→ **What to work on**
Report how many lines of the records below contain the string "hoodie". Reply with that number alone.

→ **Extracted information**
● ● ●

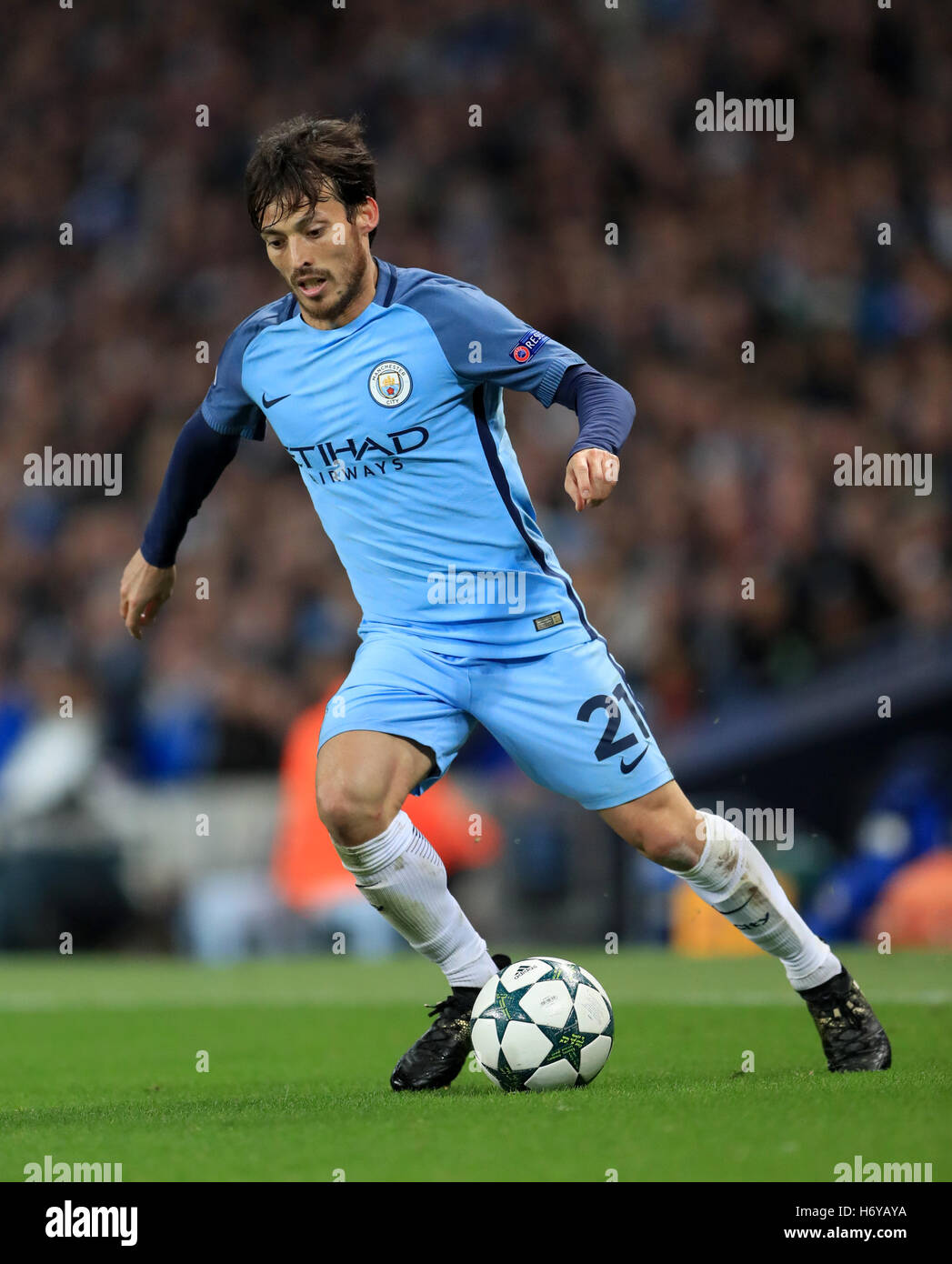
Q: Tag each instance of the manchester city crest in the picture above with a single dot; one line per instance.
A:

● ● ●

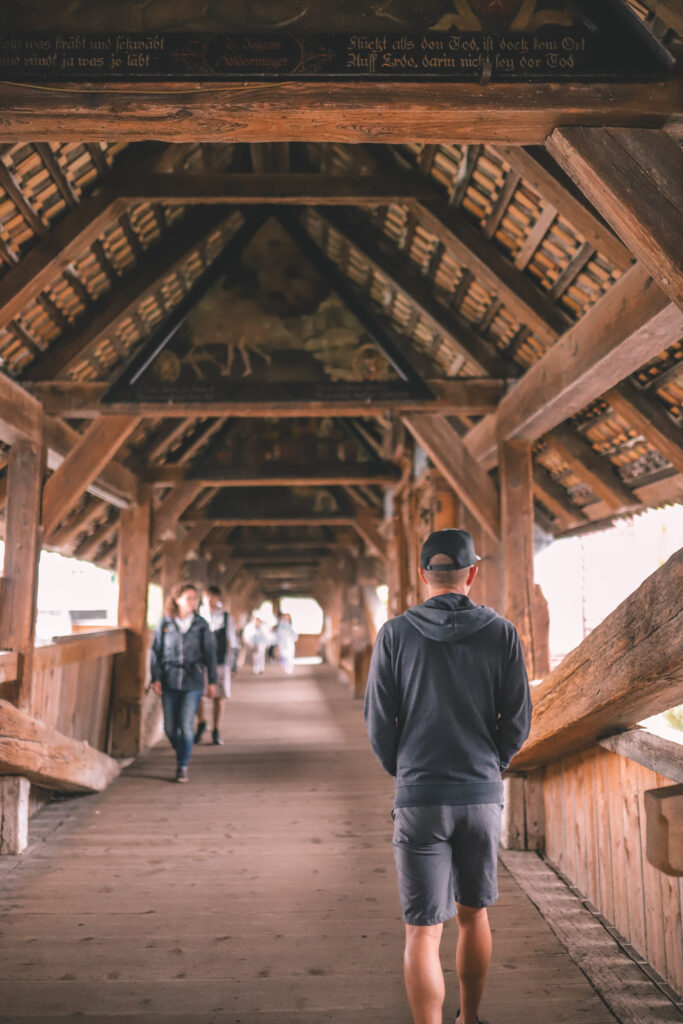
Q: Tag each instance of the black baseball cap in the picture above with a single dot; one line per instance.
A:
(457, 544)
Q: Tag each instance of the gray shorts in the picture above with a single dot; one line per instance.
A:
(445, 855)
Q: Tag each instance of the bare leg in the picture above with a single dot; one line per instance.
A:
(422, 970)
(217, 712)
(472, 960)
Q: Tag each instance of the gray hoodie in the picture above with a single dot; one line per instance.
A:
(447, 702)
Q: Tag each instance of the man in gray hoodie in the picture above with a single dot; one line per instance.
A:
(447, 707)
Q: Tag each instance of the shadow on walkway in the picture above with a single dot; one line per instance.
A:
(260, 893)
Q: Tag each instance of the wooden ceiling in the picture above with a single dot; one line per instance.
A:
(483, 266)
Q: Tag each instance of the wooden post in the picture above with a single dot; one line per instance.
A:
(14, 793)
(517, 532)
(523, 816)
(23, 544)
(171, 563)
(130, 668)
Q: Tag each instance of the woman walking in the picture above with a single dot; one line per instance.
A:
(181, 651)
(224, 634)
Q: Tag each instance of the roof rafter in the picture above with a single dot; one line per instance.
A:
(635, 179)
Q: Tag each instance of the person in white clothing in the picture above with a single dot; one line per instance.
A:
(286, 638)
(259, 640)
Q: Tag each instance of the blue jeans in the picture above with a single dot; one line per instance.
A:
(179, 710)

● ● ●

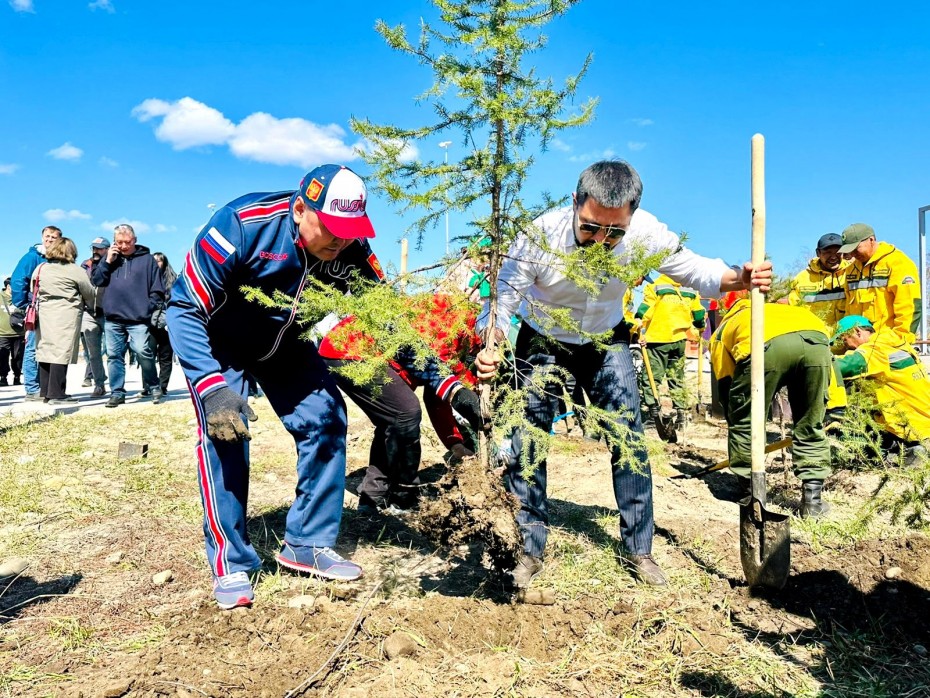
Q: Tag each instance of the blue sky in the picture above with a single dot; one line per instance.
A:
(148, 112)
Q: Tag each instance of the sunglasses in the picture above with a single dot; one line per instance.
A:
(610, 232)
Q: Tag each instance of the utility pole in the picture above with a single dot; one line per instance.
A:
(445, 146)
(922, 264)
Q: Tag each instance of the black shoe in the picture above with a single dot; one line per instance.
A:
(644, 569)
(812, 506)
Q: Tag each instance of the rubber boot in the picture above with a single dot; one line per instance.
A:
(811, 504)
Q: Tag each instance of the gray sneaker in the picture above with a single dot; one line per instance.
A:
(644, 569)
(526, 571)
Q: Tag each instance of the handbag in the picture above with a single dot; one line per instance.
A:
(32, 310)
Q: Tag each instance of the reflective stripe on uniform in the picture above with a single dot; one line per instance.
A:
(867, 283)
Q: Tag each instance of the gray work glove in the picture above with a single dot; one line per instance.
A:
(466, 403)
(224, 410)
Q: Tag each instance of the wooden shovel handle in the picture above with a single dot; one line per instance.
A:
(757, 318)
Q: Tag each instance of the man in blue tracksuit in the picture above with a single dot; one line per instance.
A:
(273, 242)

● ● ●

→ **The reply**
2